*Set task*
Reproduce word for word the rows below, starting at the line that contains "ant leg — mark it" and continuing through the last row.
* * * *
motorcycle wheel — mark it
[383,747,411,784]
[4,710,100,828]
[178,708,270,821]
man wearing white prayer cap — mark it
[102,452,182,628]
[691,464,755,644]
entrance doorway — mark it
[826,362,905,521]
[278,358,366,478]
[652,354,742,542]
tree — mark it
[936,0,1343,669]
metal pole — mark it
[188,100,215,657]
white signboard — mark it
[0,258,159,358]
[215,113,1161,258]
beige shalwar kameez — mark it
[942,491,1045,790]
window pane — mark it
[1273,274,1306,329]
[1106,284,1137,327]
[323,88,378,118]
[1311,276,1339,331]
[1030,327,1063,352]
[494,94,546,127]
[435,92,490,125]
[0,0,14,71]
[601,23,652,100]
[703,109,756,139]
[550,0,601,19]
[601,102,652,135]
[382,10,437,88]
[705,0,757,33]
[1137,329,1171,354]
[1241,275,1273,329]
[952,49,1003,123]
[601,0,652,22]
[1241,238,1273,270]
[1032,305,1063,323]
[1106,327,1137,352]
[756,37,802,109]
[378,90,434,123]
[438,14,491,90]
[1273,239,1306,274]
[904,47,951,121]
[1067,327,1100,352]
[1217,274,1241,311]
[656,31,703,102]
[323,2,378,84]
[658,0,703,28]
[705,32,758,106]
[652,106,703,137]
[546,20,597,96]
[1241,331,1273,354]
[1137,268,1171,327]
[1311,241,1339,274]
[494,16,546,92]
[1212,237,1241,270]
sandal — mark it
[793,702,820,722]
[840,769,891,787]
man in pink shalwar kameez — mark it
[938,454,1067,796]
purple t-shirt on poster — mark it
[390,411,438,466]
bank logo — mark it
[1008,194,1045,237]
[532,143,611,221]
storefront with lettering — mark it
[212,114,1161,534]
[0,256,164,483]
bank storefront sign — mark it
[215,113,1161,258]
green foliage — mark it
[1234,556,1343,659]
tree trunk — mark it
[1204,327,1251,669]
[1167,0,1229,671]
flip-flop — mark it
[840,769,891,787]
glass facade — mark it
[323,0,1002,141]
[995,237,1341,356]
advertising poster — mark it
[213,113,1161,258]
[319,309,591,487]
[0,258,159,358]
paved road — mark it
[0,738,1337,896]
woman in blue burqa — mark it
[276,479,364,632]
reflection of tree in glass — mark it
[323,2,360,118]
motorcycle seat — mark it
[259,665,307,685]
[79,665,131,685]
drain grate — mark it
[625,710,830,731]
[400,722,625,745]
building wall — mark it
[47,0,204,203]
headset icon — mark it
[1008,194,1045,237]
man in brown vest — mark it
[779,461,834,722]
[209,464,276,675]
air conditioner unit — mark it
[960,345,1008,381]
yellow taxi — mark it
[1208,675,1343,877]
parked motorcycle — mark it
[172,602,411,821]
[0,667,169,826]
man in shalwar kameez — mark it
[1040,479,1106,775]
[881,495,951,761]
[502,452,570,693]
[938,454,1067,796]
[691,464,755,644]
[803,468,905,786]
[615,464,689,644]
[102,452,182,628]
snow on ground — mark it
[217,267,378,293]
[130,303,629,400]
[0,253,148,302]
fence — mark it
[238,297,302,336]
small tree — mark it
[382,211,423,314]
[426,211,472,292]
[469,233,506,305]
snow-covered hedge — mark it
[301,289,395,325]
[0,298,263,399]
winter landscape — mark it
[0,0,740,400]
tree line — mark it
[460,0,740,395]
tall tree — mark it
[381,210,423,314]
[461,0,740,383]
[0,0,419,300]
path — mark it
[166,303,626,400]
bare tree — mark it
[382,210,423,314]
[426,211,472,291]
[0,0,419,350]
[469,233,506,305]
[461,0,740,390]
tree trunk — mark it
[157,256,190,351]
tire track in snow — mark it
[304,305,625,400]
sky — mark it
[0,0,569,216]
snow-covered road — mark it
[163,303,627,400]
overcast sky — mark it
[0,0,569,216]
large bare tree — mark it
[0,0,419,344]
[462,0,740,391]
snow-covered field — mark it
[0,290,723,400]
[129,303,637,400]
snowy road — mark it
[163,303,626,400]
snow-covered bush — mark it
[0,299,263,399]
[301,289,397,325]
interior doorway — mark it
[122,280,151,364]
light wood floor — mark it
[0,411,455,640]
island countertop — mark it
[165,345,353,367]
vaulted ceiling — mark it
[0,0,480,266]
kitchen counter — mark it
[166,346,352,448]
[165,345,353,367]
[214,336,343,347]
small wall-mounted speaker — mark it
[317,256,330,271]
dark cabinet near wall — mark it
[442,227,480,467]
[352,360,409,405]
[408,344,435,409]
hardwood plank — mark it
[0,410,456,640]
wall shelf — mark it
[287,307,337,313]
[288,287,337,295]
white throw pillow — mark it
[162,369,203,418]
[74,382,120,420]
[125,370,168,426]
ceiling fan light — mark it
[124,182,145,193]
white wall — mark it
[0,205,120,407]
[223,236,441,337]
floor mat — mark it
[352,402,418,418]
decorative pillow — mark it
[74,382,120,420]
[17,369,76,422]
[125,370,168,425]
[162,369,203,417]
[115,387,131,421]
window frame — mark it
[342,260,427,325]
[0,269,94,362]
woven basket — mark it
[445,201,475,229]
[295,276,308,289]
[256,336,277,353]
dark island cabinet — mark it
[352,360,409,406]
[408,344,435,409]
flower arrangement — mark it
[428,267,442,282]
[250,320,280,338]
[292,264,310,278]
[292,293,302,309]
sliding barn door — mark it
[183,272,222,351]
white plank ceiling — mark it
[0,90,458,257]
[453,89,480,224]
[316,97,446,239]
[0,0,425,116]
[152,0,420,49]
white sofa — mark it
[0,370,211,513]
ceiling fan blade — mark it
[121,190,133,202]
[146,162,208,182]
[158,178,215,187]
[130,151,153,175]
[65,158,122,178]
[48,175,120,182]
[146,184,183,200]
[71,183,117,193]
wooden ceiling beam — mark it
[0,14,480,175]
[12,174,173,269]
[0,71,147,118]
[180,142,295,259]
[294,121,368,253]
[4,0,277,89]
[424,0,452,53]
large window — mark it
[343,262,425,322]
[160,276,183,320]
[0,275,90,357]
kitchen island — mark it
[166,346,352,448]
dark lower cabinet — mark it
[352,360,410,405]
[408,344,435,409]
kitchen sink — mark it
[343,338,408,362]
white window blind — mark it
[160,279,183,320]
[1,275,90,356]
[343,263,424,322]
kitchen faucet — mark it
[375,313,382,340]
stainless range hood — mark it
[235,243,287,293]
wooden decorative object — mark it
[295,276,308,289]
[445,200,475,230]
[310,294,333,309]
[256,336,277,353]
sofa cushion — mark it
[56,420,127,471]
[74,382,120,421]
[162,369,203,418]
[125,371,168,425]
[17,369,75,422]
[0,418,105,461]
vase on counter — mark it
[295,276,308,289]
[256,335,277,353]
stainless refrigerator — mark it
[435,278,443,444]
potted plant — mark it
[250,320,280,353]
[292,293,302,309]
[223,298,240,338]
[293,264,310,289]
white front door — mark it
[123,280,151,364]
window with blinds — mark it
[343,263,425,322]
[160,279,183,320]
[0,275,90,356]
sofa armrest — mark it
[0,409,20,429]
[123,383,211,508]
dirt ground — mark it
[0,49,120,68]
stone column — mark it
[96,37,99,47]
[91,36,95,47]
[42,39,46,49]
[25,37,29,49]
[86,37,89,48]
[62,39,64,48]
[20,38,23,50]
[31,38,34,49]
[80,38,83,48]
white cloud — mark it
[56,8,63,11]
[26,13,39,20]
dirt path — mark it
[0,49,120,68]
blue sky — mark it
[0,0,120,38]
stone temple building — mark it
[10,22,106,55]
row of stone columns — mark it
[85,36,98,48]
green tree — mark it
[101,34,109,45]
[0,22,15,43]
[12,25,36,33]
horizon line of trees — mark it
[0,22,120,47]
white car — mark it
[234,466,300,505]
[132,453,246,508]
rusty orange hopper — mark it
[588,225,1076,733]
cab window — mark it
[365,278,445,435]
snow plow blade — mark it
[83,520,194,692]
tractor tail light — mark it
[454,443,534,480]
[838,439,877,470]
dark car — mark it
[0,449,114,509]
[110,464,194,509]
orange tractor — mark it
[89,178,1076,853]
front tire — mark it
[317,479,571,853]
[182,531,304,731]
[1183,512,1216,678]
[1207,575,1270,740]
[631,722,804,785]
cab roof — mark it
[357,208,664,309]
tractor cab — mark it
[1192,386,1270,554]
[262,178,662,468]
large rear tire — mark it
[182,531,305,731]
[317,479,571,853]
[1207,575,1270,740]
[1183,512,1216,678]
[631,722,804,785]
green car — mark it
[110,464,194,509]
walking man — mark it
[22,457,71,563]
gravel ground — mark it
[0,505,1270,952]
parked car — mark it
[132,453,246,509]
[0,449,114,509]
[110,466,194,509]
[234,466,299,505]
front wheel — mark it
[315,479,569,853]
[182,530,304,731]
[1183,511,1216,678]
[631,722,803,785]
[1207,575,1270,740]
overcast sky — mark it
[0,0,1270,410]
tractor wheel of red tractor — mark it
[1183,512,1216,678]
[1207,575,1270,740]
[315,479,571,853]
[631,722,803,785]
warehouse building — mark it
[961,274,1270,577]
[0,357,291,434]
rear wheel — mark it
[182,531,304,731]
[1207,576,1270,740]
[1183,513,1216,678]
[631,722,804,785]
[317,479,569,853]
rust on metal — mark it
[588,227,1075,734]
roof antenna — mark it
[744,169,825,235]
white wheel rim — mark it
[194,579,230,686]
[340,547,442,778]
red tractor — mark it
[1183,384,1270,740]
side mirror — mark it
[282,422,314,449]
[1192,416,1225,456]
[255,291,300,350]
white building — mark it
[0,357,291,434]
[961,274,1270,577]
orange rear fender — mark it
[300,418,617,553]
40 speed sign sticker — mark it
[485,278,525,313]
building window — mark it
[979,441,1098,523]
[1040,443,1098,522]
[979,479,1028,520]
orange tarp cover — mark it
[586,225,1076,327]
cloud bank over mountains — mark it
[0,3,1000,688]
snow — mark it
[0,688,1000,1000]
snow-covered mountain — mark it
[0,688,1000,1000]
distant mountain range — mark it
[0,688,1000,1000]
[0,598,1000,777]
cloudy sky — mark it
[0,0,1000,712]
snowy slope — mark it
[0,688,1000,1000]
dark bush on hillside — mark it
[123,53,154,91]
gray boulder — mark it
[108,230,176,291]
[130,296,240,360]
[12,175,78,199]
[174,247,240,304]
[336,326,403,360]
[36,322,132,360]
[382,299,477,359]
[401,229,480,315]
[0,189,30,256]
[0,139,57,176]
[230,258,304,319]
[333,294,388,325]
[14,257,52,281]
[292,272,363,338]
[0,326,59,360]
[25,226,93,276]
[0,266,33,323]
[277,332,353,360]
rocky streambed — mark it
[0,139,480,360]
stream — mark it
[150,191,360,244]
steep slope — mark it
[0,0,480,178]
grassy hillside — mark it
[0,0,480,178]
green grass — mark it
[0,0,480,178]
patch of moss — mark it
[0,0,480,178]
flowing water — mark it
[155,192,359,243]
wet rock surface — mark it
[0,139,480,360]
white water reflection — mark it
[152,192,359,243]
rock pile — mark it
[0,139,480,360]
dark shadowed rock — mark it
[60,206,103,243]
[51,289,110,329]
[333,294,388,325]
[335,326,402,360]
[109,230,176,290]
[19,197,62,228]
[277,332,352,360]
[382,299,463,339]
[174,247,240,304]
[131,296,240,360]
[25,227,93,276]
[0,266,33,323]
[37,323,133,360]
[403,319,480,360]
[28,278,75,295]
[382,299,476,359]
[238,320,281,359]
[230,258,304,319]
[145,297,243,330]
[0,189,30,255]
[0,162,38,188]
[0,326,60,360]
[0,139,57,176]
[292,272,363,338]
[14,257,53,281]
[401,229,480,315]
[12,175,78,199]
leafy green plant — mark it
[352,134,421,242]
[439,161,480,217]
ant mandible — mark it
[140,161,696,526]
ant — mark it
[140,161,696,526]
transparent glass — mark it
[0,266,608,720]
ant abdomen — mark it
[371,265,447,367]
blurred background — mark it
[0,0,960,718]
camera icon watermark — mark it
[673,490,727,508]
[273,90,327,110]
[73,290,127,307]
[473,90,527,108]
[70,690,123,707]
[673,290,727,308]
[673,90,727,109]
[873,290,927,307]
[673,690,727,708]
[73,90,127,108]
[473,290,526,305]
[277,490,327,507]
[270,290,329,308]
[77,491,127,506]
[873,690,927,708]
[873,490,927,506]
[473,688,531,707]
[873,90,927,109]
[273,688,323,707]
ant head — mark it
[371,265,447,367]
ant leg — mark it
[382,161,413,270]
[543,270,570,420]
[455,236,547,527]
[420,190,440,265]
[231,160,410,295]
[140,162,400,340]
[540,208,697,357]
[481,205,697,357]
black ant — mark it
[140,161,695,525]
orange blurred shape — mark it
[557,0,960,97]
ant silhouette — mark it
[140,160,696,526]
* * * *
*Response to this task*
ant leg — mark it
[382,161,413,270]
[543,270,570,420]
[455,236,547,527]
[420,190,440,265]
[231,160,410,295]
[140,162,400,340]
[540,208,697,357]
[481,205,697,357]
black ant — mark it
[140,161,695,525]
orange blurred shape — mark it
[557,0,960,97]
ant silhouette — mark it
[140,160,696,526]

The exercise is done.